**Record set**
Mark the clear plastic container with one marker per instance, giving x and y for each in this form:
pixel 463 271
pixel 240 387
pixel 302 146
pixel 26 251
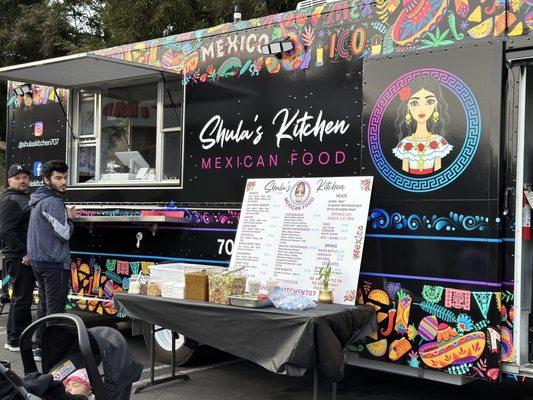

**To do**
Please give all of the data again, exact and free of pictures.

**Task output**
Mark the clear plastic container with one marker per instance, giving x and y for each in this form:
pixel 463 271
pixel 240 387
pixel 302 146
pixel 26 251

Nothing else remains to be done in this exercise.